* Your instructions: Repeat every line below exactly, word for word.

* Extracted data:

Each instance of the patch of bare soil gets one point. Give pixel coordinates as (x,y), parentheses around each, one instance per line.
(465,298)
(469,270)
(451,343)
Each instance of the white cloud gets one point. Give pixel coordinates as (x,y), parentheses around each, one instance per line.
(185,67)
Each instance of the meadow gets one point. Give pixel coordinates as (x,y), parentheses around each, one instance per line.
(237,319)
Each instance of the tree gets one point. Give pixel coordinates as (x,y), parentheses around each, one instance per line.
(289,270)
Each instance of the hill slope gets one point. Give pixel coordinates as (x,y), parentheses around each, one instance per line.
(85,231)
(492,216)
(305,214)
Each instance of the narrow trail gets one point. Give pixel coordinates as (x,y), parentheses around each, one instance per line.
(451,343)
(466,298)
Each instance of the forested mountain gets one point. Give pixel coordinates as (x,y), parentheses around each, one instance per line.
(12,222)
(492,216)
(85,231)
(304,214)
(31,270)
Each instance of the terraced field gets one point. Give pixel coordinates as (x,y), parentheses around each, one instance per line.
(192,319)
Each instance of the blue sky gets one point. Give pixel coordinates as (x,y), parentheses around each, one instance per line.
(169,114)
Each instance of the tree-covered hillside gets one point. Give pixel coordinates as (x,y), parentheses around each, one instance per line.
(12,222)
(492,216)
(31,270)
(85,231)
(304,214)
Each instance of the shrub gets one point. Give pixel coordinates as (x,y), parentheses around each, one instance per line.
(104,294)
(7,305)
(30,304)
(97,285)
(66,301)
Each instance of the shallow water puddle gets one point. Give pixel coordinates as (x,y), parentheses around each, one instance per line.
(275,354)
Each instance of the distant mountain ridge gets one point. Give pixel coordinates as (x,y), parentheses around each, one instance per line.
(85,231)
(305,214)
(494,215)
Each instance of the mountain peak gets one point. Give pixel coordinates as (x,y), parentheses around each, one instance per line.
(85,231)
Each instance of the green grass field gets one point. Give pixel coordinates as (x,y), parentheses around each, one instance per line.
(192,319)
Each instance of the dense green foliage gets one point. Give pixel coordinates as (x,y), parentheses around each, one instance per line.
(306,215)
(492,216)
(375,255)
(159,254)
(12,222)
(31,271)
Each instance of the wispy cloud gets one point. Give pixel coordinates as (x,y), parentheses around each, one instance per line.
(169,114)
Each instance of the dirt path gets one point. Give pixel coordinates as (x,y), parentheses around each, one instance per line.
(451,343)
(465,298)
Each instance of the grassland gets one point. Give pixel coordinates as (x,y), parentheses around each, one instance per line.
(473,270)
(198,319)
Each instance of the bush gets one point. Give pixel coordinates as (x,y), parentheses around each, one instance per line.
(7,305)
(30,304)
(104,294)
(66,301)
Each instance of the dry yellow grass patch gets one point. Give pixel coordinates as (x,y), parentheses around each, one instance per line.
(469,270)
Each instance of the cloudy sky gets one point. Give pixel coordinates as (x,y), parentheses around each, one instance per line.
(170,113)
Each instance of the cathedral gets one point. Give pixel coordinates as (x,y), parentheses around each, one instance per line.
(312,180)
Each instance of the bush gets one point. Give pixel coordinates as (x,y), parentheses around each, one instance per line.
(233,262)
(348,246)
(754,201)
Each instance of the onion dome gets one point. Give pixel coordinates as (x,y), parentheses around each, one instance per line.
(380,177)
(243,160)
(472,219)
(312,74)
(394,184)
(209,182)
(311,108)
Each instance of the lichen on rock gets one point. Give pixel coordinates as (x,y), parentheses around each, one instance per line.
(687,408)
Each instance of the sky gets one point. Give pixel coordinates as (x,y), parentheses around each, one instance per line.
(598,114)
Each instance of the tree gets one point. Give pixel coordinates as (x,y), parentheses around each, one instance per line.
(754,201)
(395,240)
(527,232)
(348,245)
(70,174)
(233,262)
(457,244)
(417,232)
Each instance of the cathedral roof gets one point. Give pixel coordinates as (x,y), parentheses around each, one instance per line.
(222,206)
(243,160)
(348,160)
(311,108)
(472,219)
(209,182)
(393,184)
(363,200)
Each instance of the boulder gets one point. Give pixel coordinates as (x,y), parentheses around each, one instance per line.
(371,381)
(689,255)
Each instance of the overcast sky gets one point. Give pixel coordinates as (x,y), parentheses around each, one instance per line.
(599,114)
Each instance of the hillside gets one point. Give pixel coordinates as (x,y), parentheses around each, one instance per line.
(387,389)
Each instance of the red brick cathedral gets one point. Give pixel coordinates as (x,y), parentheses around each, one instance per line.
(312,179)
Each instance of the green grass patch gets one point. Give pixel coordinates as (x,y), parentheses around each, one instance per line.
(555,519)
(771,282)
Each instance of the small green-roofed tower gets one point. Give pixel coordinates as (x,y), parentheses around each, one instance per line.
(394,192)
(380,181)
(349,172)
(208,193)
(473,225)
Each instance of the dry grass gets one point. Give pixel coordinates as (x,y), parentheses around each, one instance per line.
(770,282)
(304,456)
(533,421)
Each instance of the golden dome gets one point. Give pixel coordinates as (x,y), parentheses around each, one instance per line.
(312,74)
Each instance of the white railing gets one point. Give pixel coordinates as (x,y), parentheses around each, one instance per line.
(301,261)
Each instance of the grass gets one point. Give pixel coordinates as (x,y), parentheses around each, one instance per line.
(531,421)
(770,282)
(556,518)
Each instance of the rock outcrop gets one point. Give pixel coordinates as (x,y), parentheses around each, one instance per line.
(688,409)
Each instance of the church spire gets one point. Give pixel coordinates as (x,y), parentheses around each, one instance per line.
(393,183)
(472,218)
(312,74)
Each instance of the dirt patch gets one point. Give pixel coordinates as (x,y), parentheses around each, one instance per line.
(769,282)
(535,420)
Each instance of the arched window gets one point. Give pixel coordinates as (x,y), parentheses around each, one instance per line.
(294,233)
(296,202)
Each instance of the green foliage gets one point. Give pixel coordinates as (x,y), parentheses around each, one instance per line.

* Response:
Each instance of the patch of bare soil gets one point. Give pixel coordinates as (x,y), parentheses around each, one instance per line.
(465,298)
(469,270)
(451,343)
Each instance of the white cloud gets one point. Give pixel coordinates as (x,y), parentheses around each, one instance per line.
(185,67)
Each instance of the meadow gets one point. Give pixel coordinates as (x,y), parentheses around each, one instance per line.
(237,319)
Each instance of the tree gets one point. Give pixel coordinates as (x,y), parentheses around each, one instance per line.
(289,270)
Each instance of the hill slope gets one point. Give pixel coordinates as (x,y), parentheses around each, one instance per line.
(85,231)
(492,216)
(305,214)
Each instance of the narrow trail gets one point. Give pixel coordinates as (x,y), parentheses around each, one instance per line.
(451,343)
(466,298)
Each instance of the forested mountain gets one point. Give pixel coordinates as (x,y), parentheses around each, one instance per line.
(12,222)
(492,216)
(85,231)
(304,214)
(31,270)
Each instance of the terraced field gets one point. Give pixel coordinates as (x,y), parentheses around each, one instance per line.
(192,319)
Each instance of the blue sky gets one point. Give pixel coordinates as (x,y), parentheses around each, one instance per line.
(169,114)
Each instance of the tree-covered hillside gets one point. Give pixel coordinates as (x,y), parentheses around each, one instance per line.
(12,222)
(492,216)
(31,270)
(85,231)
(304,214)
Each instance of the shrub gets one point. Give pixel coordinates as (x,y), parentheses around each, one instance per line.
(104,294)
(7,305)
(30,304)
(97,285)
(66,301)
Each instance of the shallow water puddle gets one point. Give pixel coordinates as (x,y), parentheses around each, one instance per line.
(275,354)
Each instance of the distant mountain ridge gets one point. Give pixel coordinates as (x,y), parentheses around each, one instance per line.
(85,231)
(305,214)
(494,215)
Each instance of the mountain peak gets one point. Give pixel coordinates as (x,y), parentheses around each, one instance per line.
(85,231)
Each instance of the green grass field gets one point. Give pixel coordinates as (x,y), parentheses around each, one instance per line.
(192,319)
Each instance of the dense green foliage gets one point. Give pixel coordinates as (x,y), parentheses around each, one instance per line.
(306,215)
(492,216)
(375,255)
(159,254)
(12,222)
(31,271)
Each instance of the wispy cloud gets one point. Give pixel coordinates as (x,y), parentheses around each, one instance per line.
(169,114)
Each instance of the dirt path gets one point. Give pixel coordinates as (x,y), parentheses around each, one instance per line.
(451,343)
(465,298)
Each instance of the grassland gets one point. Give pixel coordinates as (x,y), parentheses around each, one instance per line.
(473,270)
(198,319)
Each instance of the bush gets one point. Give pixel coordinates as (x,y), parentheses around each, one instance per line.
(7,305)
(30,304)
(104,294)
(66,301)
Each instance of the dry yellow grass patch gets one point. Give pixel coordinates as (x,y), parentheses around each, one instance per line.
(469,270)
Each instance of the cloudy sky gets one point. Give pixel coordinates as (x,y), parentheses around each, one instance per line.
(170,113)
Each instance of the cathedral gets one point. Give pixel coordinates as (x,y), parentheses around each, one instance per line.
(312,180)
Each instance of the bush gets one point. Give pixel coordinates as (x,y), parentheses around each, one instance per line.
(233,262)
(348,246)
(754,201)
Each instance of the onion dome gets one point. Give pixel coordinates as (x,y), parentheses around each, one instance per line.
(380,177)
(243,160)
(472,219)
(312,74)
(394,184)
(209,182)
(311,108)
Each instance of the lichen on rock gets one point. Give pixel coordinates as (x,y), parentheses around each, one instance per line.
(687,408)
Each instance of the sky gets one point. Give pixel coordinates as (x,y), parentheses around each, one instance per line.
(598,114)
Each instance of the tree gets one point. Give pixel coordinates as (x,y), parentheses around each, one instance per line.
(754,201)
(395,240)
(527,232)
(348,245)
(70,174)
(233,262)
(457,244)
(417,232)
Each instance of the cathedral roof gets one point. Give pixel coordinates as (x,y), parentheses around each, one instance per line.
(222,206)
(243,160)
(348,160)
(311,108)
(472,219)
(209,182)
(393,184)
(363,200)
Each instance of the boulder gets one point. Give pixel coordinates as (x,y), parentheses around each, one instance per line.
(371,381)
(689,255)
Each instance of the overcast sky gets one point. Give pixel coordinates as (x,y), parentheses around each, one instance per line.
(599,114)
Each instance of the hillside gets one point. Give pixel coordinates as (x,y), parentheses around each, one instance per line.
(387,389)
Each instance of the red brick cathedral gets one point. Give pixel coordinates as (x,y), parentheses around each, one instance per line.
(312,179)
Each instance of the green grass patch gets one point. Give pixel coordinates as (x,y), parentheses around each, one instance per line.
(555,519)
(771,282)
Each instance of the small green-roofed tower gets one point. Give pixel coordinates as (x,y), parentheses around each, one instance per line.
(394,192)
(380,181)
(349,172)
(208,193)
(473,225)
Each instance of the dry grass gets one point. Give pixel coordinates as (x,y), parentheses around each, one instance per line.
(770,282)
(304,456)
(533,421)
Each instance of the golden dome gets one point. Give pixel coordinates as (x,y), parentheses around each, one instance per line.
(312,74)
Each instance of the white railing gets one point. Give pixel coordinates as (x,y), parentheses around each, one instance per line.
(301,261)
Each instance of the grass gets one point. Give pixel coordinates as (x,y), parentheses around each, one instance per line.
(531,421)
(770,282)
(556,518)
Each instance of the rock outcrop gets one point. Give pixel coordinates as (x,y), parentheses around each, one instance per line.
(688,409)
Each instance of the church spire gets one point. Give pixel coordinates as (x,y), parentheses around each, one instance per line.
(393,183)
(472,218)
(312,74)
Each instance of the dirt patch gets one point. Give pixel coordinates as (x,y), parentheses around each, one instance per line.
(769,282)
(535,420)
Each instance of the arched window gets one point. Give pixel coordinates as (x,y), parentheses around each, one instance per line.
(294,233)
(296,202)
Each instance of the green foliage gets one point. Give pixel coordinates as (x,y), parentheses around each, one instance per line.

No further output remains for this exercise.